- [TASK PROMPT] Rewrite the data below, replacing "each instance" with "every instance" everywhere and leaving everything else unchanged.

-- Start --

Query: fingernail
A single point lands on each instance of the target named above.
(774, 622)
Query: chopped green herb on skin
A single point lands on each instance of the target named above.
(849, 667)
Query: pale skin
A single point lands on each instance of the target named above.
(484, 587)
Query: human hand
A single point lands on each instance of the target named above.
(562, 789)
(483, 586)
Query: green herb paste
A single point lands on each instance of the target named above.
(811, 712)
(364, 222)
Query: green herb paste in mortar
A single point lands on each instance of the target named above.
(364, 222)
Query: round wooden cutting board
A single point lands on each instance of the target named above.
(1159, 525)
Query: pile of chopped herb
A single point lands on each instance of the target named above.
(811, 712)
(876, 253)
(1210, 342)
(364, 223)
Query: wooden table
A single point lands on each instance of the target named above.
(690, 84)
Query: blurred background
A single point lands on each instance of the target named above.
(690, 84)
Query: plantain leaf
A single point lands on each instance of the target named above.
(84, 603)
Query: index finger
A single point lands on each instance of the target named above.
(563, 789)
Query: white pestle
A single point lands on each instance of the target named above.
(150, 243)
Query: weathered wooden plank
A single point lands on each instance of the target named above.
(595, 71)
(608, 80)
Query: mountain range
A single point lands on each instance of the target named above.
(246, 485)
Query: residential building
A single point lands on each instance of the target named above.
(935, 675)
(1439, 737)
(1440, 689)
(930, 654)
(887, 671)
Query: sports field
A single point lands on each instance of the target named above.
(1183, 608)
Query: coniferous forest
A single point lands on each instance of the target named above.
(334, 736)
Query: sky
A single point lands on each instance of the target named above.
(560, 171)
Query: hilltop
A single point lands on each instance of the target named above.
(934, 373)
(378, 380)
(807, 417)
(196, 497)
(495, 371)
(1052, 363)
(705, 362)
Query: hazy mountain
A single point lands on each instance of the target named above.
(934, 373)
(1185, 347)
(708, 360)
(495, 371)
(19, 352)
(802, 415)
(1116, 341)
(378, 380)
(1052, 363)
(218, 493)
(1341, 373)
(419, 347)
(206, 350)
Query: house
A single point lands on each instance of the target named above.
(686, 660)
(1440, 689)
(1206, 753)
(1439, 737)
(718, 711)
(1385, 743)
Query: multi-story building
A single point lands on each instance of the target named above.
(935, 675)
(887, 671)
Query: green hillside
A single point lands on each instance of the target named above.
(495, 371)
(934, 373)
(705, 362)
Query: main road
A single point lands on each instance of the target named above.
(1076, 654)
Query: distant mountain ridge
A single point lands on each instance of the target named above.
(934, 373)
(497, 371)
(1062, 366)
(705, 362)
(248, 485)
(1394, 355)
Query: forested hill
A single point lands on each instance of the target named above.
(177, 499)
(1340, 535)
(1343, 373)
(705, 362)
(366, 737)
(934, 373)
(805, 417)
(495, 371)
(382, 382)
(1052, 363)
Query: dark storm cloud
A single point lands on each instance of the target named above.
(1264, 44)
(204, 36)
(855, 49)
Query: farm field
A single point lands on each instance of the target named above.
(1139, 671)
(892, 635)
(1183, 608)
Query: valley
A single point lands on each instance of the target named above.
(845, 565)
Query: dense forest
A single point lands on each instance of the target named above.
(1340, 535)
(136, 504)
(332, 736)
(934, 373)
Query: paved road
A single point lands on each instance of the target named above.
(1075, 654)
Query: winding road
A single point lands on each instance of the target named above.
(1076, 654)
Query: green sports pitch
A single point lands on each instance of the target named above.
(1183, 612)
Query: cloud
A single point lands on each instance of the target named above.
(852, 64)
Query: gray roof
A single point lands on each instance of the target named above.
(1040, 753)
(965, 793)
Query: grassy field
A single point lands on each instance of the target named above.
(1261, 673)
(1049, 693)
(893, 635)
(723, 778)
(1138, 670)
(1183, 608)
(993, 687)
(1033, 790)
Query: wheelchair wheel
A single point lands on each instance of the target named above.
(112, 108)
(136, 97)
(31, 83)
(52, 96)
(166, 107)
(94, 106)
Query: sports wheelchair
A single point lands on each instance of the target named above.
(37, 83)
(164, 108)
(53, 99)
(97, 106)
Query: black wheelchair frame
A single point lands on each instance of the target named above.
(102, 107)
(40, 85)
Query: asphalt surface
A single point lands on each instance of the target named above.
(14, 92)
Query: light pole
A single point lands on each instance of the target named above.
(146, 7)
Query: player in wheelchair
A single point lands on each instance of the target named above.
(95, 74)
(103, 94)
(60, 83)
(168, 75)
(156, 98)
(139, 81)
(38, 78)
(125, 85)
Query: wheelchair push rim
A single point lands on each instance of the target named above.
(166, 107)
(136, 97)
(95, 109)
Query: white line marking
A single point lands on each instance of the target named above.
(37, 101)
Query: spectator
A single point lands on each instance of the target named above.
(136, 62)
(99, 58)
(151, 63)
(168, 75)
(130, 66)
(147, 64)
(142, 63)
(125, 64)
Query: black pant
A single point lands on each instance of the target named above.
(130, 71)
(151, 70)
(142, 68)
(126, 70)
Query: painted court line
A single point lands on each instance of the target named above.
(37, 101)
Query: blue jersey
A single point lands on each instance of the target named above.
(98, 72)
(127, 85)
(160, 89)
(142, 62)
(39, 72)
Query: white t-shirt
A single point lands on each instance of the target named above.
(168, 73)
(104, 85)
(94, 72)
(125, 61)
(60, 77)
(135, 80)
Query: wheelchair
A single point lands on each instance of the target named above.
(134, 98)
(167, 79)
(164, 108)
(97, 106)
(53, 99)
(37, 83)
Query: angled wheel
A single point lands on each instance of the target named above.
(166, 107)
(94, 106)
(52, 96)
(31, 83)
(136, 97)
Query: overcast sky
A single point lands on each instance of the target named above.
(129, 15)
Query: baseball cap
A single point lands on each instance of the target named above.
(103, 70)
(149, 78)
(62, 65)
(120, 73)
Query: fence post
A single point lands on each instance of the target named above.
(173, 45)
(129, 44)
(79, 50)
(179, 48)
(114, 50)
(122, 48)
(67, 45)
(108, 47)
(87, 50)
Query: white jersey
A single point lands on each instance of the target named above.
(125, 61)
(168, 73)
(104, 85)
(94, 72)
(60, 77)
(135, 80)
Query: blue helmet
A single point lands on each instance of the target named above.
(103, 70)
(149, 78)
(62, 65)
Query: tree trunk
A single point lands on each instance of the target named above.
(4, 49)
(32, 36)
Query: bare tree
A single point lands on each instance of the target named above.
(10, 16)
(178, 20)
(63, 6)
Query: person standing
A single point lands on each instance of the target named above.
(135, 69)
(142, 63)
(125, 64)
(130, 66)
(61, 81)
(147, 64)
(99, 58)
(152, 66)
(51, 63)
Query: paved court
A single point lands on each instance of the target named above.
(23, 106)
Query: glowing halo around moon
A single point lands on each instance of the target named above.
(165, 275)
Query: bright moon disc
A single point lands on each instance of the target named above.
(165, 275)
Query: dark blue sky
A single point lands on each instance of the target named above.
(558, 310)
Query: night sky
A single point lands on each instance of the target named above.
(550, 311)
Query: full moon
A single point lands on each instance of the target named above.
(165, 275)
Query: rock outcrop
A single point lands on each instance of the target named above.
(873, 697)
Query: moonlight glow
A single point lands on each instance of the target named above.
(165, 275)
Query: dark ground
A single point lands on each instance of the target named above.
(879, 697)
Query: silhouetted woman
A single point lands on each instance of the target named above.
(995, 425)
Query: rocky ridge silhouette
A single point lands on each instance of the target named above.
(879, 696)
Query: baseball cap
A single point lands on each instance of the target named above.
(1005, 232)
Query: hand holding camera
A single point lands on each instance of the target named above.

-- End --

- [SOLUTION TO THE PROBLEM]
Query: fingernail
A single point lands on every instance of the target named above.
(774, 622)
Query: chopped green herb on skin
A single point lands on every instance of the target named above.
(849, 667)
Query: pale skin
A single point lands on every instance of the target named above.
(484, 587)
Query: human hand
A single point lands on every instance of the target named above.
(562, 789)
(483, 586)
Query: green herb paste
A single point lands on every instance of the target named above.
(811, 712)
(364, 222)
Query: green herb paste in mortar
A single point lands on every instance of the target named above.
(364, 222)
Query: round wooden cutting board
A single point lands on every instance of the target named above.
(1159, 525)
Query: pile of chopped herb
A single point lands on every instance of the target named above.
(811, 712)
(876, 253)
(1210, 342)
(364, 223)
Query: wooden table
A single point lands on every instance of the target named above.
(690, 84)
Query: blurred background
A single point lands on every instance of the target named above.
(690, 84)
Query: plantain leaf
A single point lands on every instance of the target named above.
(84, 603)
Query: index finger
A single point lands on every instance of the target named above.
(563, 789)
Query: white pestle
A single point lands on every instance of the target named above.
(150, 243)
Query: weathered wooden plank
A single point lands on every instance of the target named above.
(595, 71)
(608, 80)
Query: mountain range
A single point lands on every instance of the target named above.
(246, 485)
Query: residential building
A single point lands on every instance of the target named above.
(935, 675)
(1439, 737)
(1440, 689)
(930, 654)
(887, 671)
Query: sports field
A single point lands on every instance of the target named above.
(1183, 608)
Query: coniferous forest
A single point lands on every instance of the target named above.
(334, 736)
Query: sky
A single point lands on every instance of the target named above.
(560, 171)
Query: hilltop
A single point lands on every instance of the target named above.
(934, 373)
(378, 380)
(807, 417)
(196, 497)
(495, 371)
(1052, 363)
(705, 362)
Query: hazy mountain
A single point lands on every instance of the target named above.
(934, 373)
(1185, 347)
(708, 360)
(495, 371)
(19, 352)
(802, 415)
(1116, 341)
(378, 380)
(1052, 363)
(218, 493)
(1341, 373)
(419, 347)
(206, 350)
Query: house
A single point lands on every instance of the target named above.
(686, 660)
(1440, 689)
(1206, 753)
(1439, 737)
(718, 711)
(1385, 743)
Query: multi-story building
A single point lands on every instance of the target named above.
(935, 675)
(887, 671)
Query: green hillside
A single point lands on every instance of the target named above.
(495, 371)
(934, 373)
(705, 362)
Query: main road
A single point lands on every instance of the target named above.
(1076, 654)
Query: distant mountain ridge
A single point lands on every instance of the target named above.
(934, 373)
(497, 371)
(1062, 366)
(705, 362)
(248, 485)
(1394, 355)
Query: forested hill
A single point lands on every instance of the target named above.
(177, 499)
(1340, 535)
(1343, 373)
(705, 362)
(366, 737)
(934, 373)
(805, 417)
(495, 371)
(382, 382)
(1052, 363)
Query: dark storm cloud
A single point lands on every instance of the target named above.
(1264, 44)
(204, 36)
(855, 49)
Query: farm field
A single point lands on every instance of the target named above.
(1139, 671)
(892, 635)
(1183, 608)
Query: valley
A single point lands on every instance of the target named above.
(845, 565)
Query: dense forest
A single point lands on every instance of the target named above.
(1340, 535)
(136, 504)
(332, 736)
(934, 373)
Query: paved road
A single point lands on every instance of the target named above.
(1075, 654)
Query: winding road
A single point lands on every instance of the target named above.
(1076, 654)
Query: green sports pitch
A single point lands on every instance of the target named above.
(1183, 612)
Query: cloud
A single point lands on every instance of the target named above.
(852, 64)
Query: gray roof
A single point lands on every instance of the target named above.
(1040, 753)
(965, 793)
Query: grassy field
A single point lands on every instance of the target named above.
(1261, 673)
(1049, 693)
(893, 635)
(723, 778)
(1138, 670)
(1183, 608)
(993, 687)
(1033, 790)
Query: wheelchair wheel
A single point lands on every instance of the target named above.
(112, 108)
(136, 97)
(31, 83)
(52, 96)
(166, 107)
(94, 106)
Query: sports wheelchair
A single point lands on every instance of the target named above.
(37, 83)
(164, 108)
(53, 99)
(97, 106)
Query: black wheelchair frame
A single point lands on every instance of the target named above.
(102, 107)
(40, 85)
Query: asphalt surface
A single point lands on every instance of the target named above.
(14, 92)
Query: light pole
A single point lands on every instance of the target named above.
(146, 7)
Query: player in wheelchair
A single point lands on every instance of the target named above.
(95, 74)
(103, 94)
(60, 83)
(168, 75)
(156, 98)
(139, 81)
(38, 78)
(125, 85)
Query: wheelchair push rim
A single point lands on every instance of the target named above.
(166, 107)
(136, 97)
(95, 109)
Query: white line marking
A single point lands on every instance of the target named above.
(37, 101)
Query: spectator
A single point lands on every instance of the target named above.
(136, 62)
(99, 58)
(151, 63)
(168, 75)
(130, 66)
(147, 64)
(142, 63)
(125, 64)
Query: black pant
A single point lands on every instance of the target named above.
(130, 71)
(151, 70)
(142, 68)
(126, 70)
Query: painted court line
A single point lands on every instance of the target named above.
(37, 101)
Query: blue jersey
A single point lands on every instance of the target named above.
(98, 72)
(127, 85)
(160, 89)
(142, 62)
(39, 72)
Query: white t-shirt
A single point lands on every instance of the target named above.
(168, 73)
(104, 85)
(94, 72)
(125, 61)
(60, 77)
(135, 80)
Query: wheelchair
A single point lands on every instance of the target named above.
(134, 98)
(167, 79)
(164, 108)
(97, 106)
(53, 99)
(37, 83)
Query: angled wheel
A single point lands on every instance of the target named above.
(166, 107)
(94, 106)
(52, 96)
(31, 83)
(136, 97)
Query: overcast sky
A single point lands on every instance of the target named above.
(129, 15)
Query: baseball cap
A single point lands on every instance of the target named above.
(103, 70)
(149, 78)
(62, 65)
(120, 73)
Query: fence post
A single point lands on every instance of the target named above.
(173, 45)
(129, 44)
(79, 50)
(179, 48)
(114, 50)
(122, 48)
(67, 45)
(108, 47)
(87, 50)
Query: white jersey
A single point lands on every instance of the target named above.
(125, 61)
(168, 73)
(104, 85)
(94, 72)
(60, 77)
(135, 80)
Query: blue helmet
A single point lands on every instance of the target named above.
(103, 70)
(149, 78)
(62, 65)
Query: tree trunk
A single point lands on every instance of the target named above.
(4, 49)
(32, 36)
Query: bare tree
A single point lands on every instance of the target named above.
(10, 16)
(178, 20)
(63, 6)
Query: person standing
A single point lands on every instance of the target named above.
(135, 69)
(142, 63)
(125, 64)
(130, 66)
(61, 81)
(147, 64)
(99, 58)
(152, 66)
(51, 63)
Query: paved court
A single point lands on every instance of the target named above.
(23, 106)
Query: glowing halo around moon
A single point lands on every instance of the target named above.
(165, 275)
Query: bright moon disc
A single point lands on every instance of the target named above.
(165, 275)
Query: dark blue sky
A single point lands on every instance of the target named above.
(558, 310)
Query: night sky
A single point lands on every instance of the target named above.
(550, 311)
Query: full moon
A single point lands on every instance of the target named above.
(165, 275)
Query: rock outcrop
A single point lands on every instance of the target named above.
(873, 697)
Query: moonlight glow
A single point lands on every instance of the target named above.
(165, 275)
Query: dark ground
A single point lands on every instance of the target named above.
(879, 697)
Query: silhouetted woman
A single point lands on every instance of the target named above.
(995, 425)
Query: rocky ridge silhouette
A single point lands on every instance of the target named above.
(879, 696)
Query: baseball cap
A single point lands on every instance of the target named above.
(1005, 232)
Query: hand holding camera
A single point lands on every instance of the target named above.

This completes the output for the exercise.